WHAT YOU ARE ASKED TO DO → Return the run of lines below that opens with the line containing "positive clicks: (636, 100)" and closes with the line containing "negative clicks: (590, 230)", keeping each one exact.

Source records →

- Opening Delimiter -

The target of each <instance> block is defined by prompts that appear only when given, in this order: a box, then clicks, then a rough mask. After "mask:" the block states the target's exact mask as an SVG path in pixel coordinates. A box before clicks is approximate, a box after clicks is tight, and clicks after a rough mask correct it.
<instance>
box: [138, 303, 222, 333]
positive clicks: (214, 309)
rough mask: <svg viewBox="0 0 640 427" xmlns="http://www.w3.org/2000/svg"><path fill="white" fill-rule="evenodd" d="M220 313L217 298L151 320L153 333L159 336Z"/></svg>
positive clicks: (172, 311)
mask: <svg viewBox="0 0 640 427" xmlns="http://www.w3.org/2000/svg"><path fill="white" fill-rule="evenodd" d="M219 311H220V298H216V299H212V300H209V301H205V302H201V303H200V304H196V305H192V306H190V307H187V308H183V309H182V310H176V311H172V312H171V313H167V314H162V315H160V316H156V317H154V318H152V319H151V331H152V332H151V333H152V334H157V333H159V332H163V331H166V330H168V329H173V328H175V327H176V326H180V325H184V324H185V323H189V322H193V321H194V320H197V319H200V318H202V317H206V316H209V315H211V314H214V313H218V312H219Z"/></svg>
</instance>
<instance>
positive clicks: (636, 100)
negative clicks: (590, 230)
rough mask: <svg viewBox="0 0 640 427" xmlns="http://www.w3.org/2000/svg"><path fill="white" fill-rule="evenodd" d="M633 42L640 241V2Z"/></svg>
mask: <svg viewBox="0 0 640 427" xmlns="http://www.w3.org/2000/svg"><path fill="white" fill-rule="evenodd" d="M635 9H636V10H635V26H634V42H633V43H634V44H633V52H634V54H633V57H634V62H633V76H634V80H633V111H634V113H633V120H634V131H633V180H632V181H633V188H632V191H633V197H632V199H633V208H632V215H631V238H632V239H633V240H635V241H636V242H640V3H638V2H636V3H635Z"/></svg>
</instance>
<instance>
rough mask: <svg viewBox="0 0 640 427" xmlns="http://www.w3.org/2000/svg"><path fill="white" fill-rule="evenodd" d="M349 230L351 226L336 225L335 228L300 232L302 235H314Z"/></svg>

- Closing Delimiter -

EXERCISE RESULT →
positive clicks: (636, 100)
negative clicks: (590, 230)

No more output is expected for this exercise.